* [Exercises to complete]:
- A) Return the passage on self-discovery and dreams verbatim from "The Universe is" up to and including "suffering is eased.".
- B) Continue the passage on self-discovery and dreams from where it stops.

* [Excerpted text]:
:::

The Universe is a determined teacher, and relentlessly leads us to the realization of our true identity. Love is behind everything, even those circumstances and events that seem to hurt us. When we understand that, our resistance softens and our suffering is eased.
Fortunately, I continued to have some “big” dreams that gave me much-needed encouragement. One of these dreams was of direct relevance to the ending of the previous version of my book. I had written that although the task of self-discovery was not yet complete, I felt the need to “cast my bread upon the waters” – hence the book and my website. Although I was a bit wary of what I might yet have to face, possibly including additional bouts of depression as more memories and repressed feelings surfaced, one dream in particular reinforced my conviction that this healing process of self-discovery was progressing on a divinely-ordained path and would be completed. In the dream, I was struggling to control my car that was inching toward an incline that led underground beneath my mother's childhood home. I knew that if I held on very tightly to the steering wheel, the car's progress toward the incline would be slowed. But the current owner of the house, who was busily shoveling snow from the entrance to this incline, didn't appear to notice my approach, and I was worried that I would run her over. It seemed that the only way to warn her would be to loosen my grip on the wheel and honk the horn. After debating briefly with myself, this I did, and immediately the car proceeded down the incline and under the house.

:::

* [Extracted data]:

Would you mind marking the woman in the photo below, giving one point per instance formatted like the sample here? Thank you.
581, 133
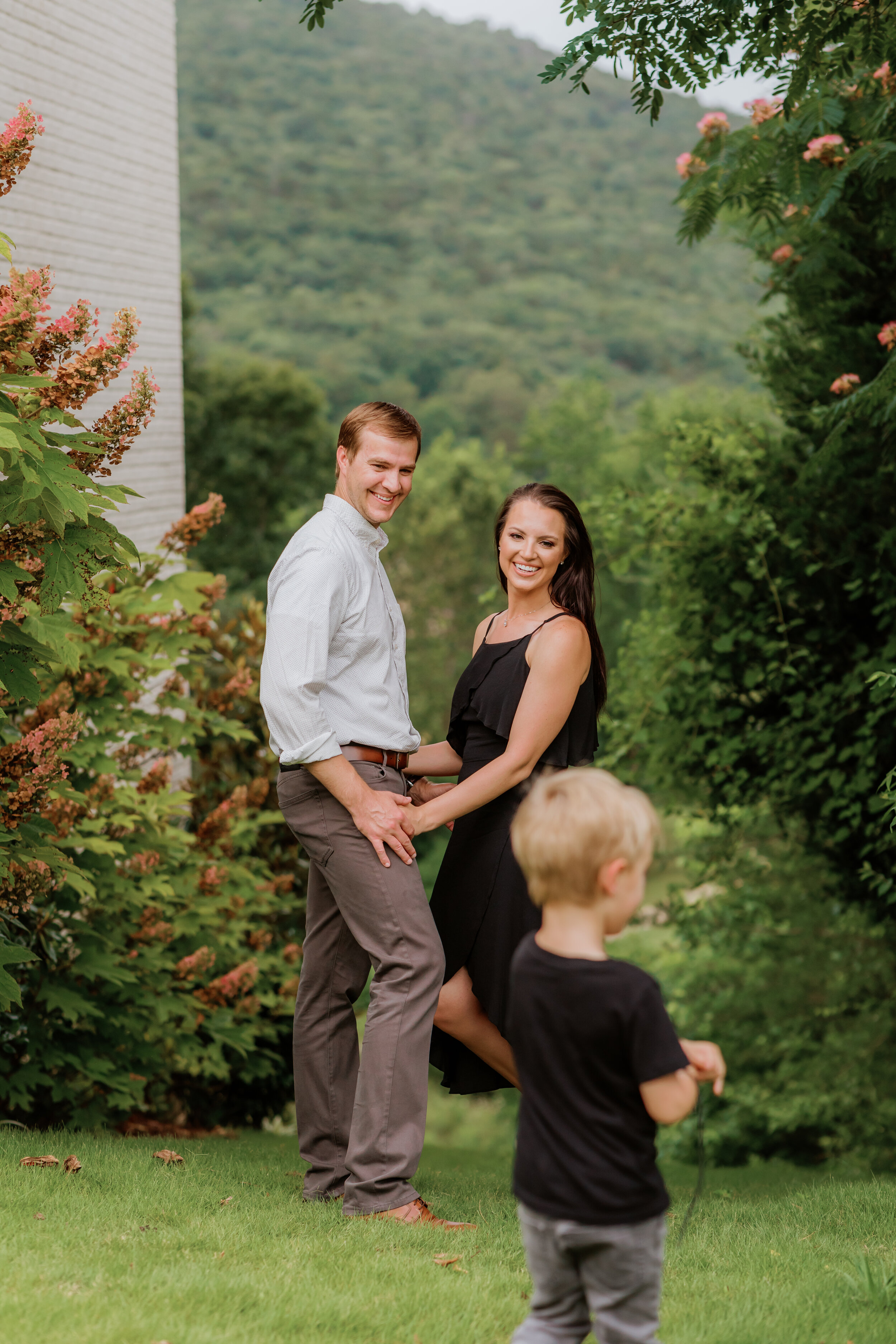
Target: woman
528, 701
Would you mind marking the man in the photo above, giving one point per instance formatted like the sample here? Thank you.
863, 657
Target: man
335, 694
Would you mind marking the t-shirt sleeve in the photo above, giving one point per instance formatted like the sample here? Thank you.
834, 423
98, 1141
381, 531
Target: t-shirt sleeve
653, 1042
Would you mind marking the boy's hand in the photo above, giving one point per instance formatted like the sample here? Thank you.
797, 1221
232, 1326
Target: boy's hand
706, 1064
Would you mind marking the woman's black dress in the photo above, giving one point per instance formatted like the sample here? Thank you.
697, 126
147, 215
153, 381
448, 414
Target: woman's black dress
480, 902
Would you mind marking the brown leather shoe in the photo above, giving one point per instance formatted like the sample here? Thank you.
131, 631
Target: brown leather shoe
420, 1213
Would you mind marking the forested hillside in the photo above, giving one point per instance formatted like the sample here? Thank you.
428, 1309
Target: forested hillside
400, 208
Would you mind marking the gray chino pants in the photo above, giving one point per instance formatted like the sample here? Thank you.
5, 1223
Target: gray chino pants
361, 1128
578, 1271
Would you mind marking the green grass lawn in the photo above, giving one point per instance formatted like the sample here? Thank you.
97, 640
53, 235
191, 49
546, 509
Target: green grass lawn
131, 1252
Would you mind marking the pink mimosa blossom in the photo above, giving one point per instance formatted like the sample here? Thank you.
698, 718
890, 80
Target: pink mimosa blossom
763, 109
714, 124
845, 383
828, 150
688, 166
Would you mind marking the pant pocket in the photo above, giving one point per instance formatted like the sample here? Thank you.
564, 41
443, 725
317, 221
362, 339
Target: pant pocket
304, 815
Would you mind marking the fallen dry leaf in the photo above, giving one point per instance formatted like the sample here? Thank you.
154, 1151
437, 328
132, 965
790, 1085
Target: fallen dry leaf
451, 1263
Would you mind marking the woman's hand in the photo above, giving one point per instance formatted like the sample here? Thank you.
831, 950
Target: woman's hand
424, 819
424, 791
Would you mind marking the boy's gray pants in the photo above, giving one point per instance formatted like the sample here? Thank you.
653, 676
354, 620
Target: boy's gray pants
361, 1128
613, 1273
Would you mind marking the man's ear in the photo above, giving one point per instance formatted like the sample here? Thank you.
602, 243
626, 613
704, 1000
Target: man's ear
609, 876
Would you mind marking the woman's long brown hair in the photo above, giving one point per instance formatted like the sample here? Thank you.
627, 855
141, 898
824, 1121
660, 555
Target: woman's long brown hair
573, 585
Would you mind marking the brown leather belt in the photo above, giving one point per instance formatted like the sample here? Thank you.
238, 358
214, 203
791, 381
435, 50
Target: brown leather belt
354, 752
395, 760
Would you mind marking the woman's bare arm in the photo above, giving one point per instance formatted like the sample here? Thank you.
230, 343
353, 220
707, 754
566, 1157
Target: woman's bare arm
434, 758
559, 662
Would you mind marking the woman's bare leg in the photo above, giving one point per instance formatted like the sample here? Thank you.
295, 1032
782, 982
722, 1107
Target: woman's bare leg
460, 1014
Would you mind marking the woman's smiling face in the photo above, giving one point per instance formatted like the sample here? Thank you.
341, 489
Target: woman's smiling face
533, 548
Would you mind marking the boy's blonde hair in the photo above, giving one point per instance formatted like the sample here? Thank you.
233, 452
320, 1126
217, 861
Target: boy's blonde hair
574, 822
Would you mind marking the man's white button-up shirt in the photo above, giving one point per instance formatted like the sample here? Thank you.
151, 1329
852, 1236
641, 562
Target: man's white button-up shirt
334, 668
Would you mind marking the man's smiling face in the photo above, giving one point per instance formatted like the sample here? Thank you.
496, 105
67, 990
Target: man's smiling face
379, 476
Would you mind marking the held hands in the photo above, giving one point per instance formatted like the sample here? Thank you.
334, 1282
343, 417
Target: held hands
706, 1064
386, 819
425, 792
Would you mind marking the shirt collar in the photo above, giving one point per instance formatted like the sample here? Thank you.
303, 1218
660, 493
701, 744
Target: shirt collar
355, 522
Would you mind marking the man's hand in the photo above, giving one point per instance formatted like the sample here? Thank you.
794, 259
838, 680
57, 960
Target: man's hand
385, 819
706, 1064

:::

* [Answers to the tasks]:
- A)
The Universe is a determined teacher, and relentlessly leads us to the realization of our true identity. Love is behind everything, even those circumstances and events that seem to hurt us. When we understand that, our resistance softens and our suffering is eased.

- B)
Rather alarmed, I suddenly found myself out of the car and tumbling and turning as I was carried down the slope along with snow, water and dirt. Apprehensively, I thought about the mess I would encounter when I finally reached the bottom. But then, I noticed that the walls of the passageway were neatly paved with stones. And when I got to the bottom, there was no mess at all. Rather, everything was spotless and tidy (but still wet) and the floor boards were all properly in place, though I knew that things had been rearranged by an unseen hand. I marveled at the neatness and cleanliness of the floor and walls, and the presence of a window with light streaming through it. I turned to leave the room, while exclaiming "Praise God indeed!". As I said these words, I was imaging God not as a person, but rather as "the ground of being" - the divine force of incomprehensible love that is the foundation of everything in existence and that will never cease leading us toward complete psychospiritual integration.
Still, I was apprehensive about what I might encounter on my journey back. Mustering my courage, I began to head up-slope. Suddenly, I found myself floating on my back while being carried gently aloft to the surface. I felt marvelous, and I awakened, full of gratitude. This dream reinforced my belief that my life, indeed my very Self, was unfolding as it should, cradled in the unseen hand of God.
For the next several years, I generally functioned well, was productive at work, and enjoyed life with my family. However, although I knew I was loved by God, I still struggled at times because I continued to harbor unresolved issues that prevented me from truly loving myself. I had no idea how much difficulty I was yet to face.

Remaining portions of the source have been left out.